Text block.
◆ ◆ ◆ ◆ ◆

Online Event | DORA: Exploring Outlier Representations in Deep Neural Networks

About this Event

Deep Neural Networks (DNNs) draw their power from the representations they learn. In recent years, however, researchers have found that DNNs, while being incredibly effective in learning complex abstractions, also tend to be infected with artifacts, such as biases, Clever Hanses (CH), or Backdoors, due to spurious correlations inherent in the training data. So far, existing methods for uncovering such artifactual and malicious behavior in trained models focus on finding artifacts in the input data, which requires both availabilities of a data set and human intervention. In this paper, we introduce DORA (Data-agnOstic Representation Analysis): the first automatic data-agnostic method for the detection of potentially infected representations in Deep Neural Networks. We further show that contaminated representations found by DORA can be used to detect infected samples in any given dataset. We qualitatively and quantitatively evaluate the performance of our proposed method in both, controlled toy scenarios, and in real-world settings, where we demonstrate the benefit of DORA in safety-critical applications.

◆ ◆ ◆ ◆ ◆

Stored items from a collection
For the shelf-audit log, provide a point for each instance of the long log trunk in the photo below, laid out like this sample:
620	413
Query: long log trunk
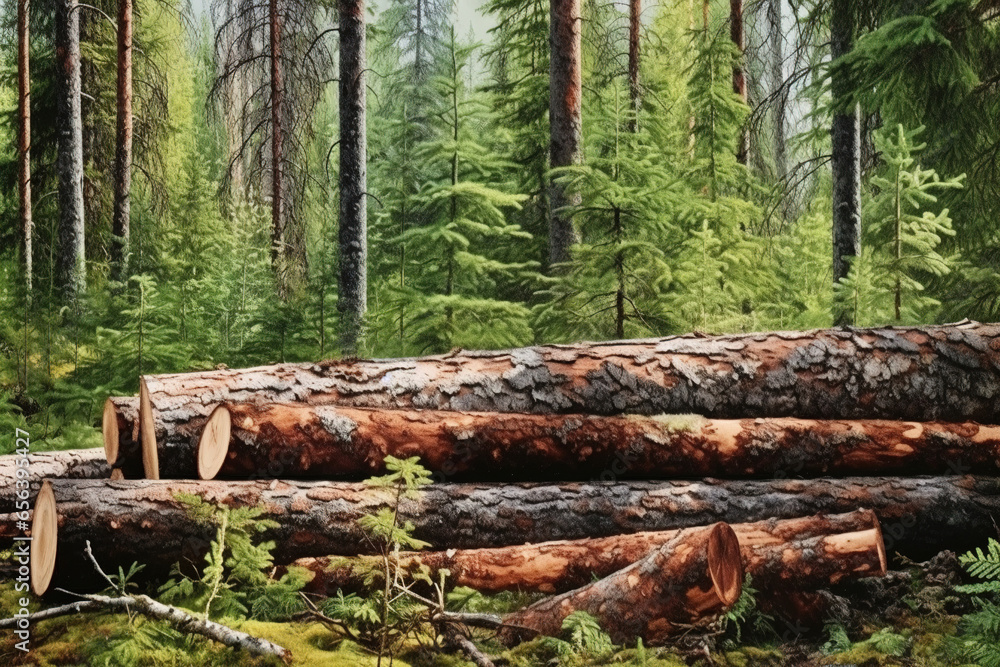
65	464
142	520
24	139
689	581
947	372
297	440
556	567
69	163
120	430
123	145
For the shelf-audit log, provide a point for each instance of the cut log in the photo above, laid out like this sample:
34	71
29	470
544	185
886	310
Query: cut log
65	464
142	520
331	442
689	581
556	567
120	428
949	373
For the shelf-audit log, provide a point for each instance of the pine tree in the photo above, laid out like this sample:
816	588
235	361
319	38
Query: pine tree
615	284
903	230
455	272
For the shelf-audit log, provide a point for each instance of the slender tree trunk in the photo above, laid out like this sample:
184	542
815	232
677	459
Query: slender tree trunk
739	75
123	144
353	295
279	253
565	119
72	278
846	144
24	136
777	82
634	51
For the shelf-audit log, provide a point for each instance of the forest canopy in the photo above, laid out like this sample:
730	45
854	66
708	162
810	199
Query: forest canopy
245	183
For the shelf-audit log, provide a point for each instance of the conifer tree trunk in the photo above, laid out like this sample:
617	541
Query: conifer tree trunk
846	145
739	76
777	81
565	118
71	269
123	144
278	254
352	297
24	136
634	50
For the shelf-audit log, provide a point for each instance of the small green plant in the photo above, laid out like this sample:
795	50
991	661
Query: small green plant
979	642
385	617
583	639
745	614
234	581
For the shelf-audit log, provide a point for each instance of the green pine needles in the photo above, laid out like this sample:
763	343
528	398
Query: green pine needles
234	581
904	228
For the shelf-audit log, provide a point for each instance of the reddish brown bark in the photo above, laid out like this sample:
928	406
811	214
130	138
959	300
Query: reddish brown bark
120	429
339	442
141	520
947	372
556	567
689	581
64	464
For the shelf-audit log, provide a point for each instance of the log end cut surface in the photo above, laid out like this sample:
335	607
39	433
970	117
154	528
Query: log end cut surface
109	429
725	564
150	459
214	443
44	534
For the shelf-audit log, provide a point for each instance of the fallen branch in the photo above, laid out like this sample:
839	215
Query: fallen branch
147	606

◆ ◆ ◆ ◆ ◆

Task objective. List every kind of artifact that the DORA event text gives as examples of what deep neural networks can be infected with.

Exercise output. Biases, Clever Hanses (CH), Backdoors